• Document:

Reimplementing LINQ to Objects: Part 4 – Range

This will be a short post, and there’ll probably be some more short ones coming up too. I think it makes sense to only cover multiple operators in a single post where they’re really similar. (Count and LongCount spring to mind.) I’m in your hands though – if you would prefer "chunkier" posts, please say so in the comments.

This post will deal with the Range generation operator.

What is it?

Range only has a single signature:

public static IEnumerable<int> Range(
    int start,
    int count)

Unlike most of LINQ, this isn’t an extension method – it’s a plain old static method. It returns an iterable object which will yield "count" integers, starting from "start" and incrementing each time – so a call to Enumerable.Range(6, 3) would yield 6, then 7, then 8.

As it doesn’t operate on an input sequence, there’s no sense in which it could stream or buffer its input, but:

  • The arguments need to be validated eagerly; the count can’t be negative, and it can’t be such that any element of the range could overflow Int32.
  • The values will be yielded lazily – Range should be cheap, rather than creating (say) an array of "count" elements and returning that.

How are we going to test it?

Testing a plain static method brings us a new challenge in terms of switching between the "normal" LINQ implementation and the Edulinq one. This is an artefact of the namespaces I’m using – the tests are in Edulinq.Tests, and the implementation is in Edulinq. "Parent" namespaces are always considered when the compiler tries to find a type, and they take priority over anything in using directives – even a using directive which tries to explicitly alias a type name.

The (slightly ugly) solution to this that I’ve chosen is to include a using directive to create an alias which couldn’t otherwise be resolved – in this case, RangeClass. The using directive will either alias RangeClass to System.Linq.Enumerable or Edulinq.Enumerable. The tests then all use RangeClass.Range. I’ve also changed how I’m switching between implementations – I now have two project configurations, one of which defines the NORMAL_LINQ preprocessor symbol, and the other of which doesn’t. The RangeTest class therefore contains:

#if NORMAL_LINQ
using RangeClass = System.Linq.Enumerable;
#else
using RangeClass = Edulinq.Enumerable;
#endif

There are alternatives to this approach, of course:

  • I could move the tests to a different namespace
  • I could make the project references depend on the configuration… so the "Normal LINQ" configuration wouldn’t reference the Edulinq implementation project, and the "Edulinq implementation" configuration wouldn’t reference System.Core. I could then just use Enumerable.Range with an appropriate using directive for System.Linq conditional on the NORMAL_LINQ preprocessor directive, as per the other tests.

• Problem description: Can you continue the post on reimplementing the LINQ Range operator from the point where it stops?

• Data provided:

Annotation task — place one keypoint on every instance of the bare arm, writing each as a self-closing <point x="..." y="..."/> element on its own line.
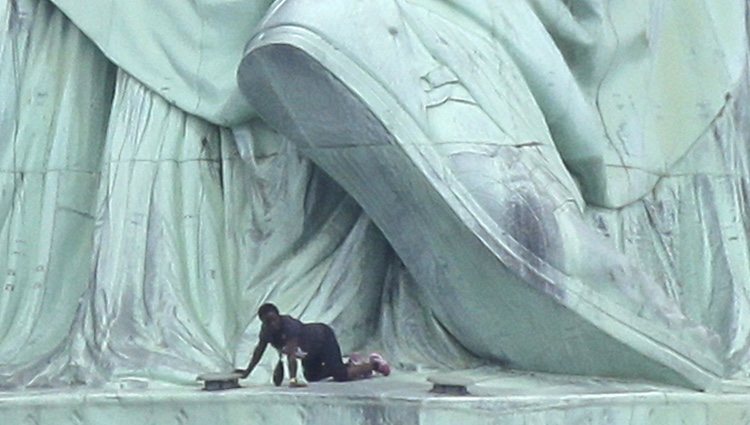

• Exercise response:
I like the idea of the second approach, but it means manually tinkering with the test project file – Visual Studio doesn’t expose any way of conditionally including a reference. I may do this at a later date… thoughts welcome.

What are we going to test?

There isn’t much we can really test for ranges – I only have eight tests, none of which are particularly exciting:

  • A simple valid range should look right when tested with AssertSequenceEqual
  • The start value should be allowed to be negative
  • Range(Int32.MinValue, 0) is an empty range
  • Range(Int32.MaxValue, 1) yields just Int32.MaxValue
  • The count can’t be negative
  • The count can be zero
  • start+count-1 can’t exceed Int32.MaxValue (so Range(Int32.MaxValue, 2) isn’t valid)
  • start+count-1 can be Int32.MaxValue (so Range(Int32.MaxValue, 1) is valid)

The last two are tested with a few different examples each – a large start and a small count, a small start and a large count, and "fairly large" values for both start and count.

Note that I don’t have any tests for lazy evaluation – while I could test that the returned value doesn’t implement any of the other collection interfaces, it would be a little odd to do so. On the other hand, we do have tests which have an enormous count – such that anything which really tried to allocate a collection of that size would almost certainly fail…

Let’s implement it!

It will surely be no surprise by now that we’re going to use a split implementation, with a public method which performs argument validation eagerly and then uses a private method with an iterator block to perform the actual iteration.

Having validated the arguments, we know that we’ll never overflow the bounds of Int32, so we can be pretty casual in the main part of the implementation.

public static IEnumerable<int> Range(int start, int count)
{
    if (count < 0)
    {
        throw new ArgumentOutOfRangeException("count");
    }
    // Convert everything to long to avoid overflows. There are other ways of checking
    // for overflow, but this way make the code correct in the most obvious way.
    if ((long)start + (long)count – 1L > int.MaxValue)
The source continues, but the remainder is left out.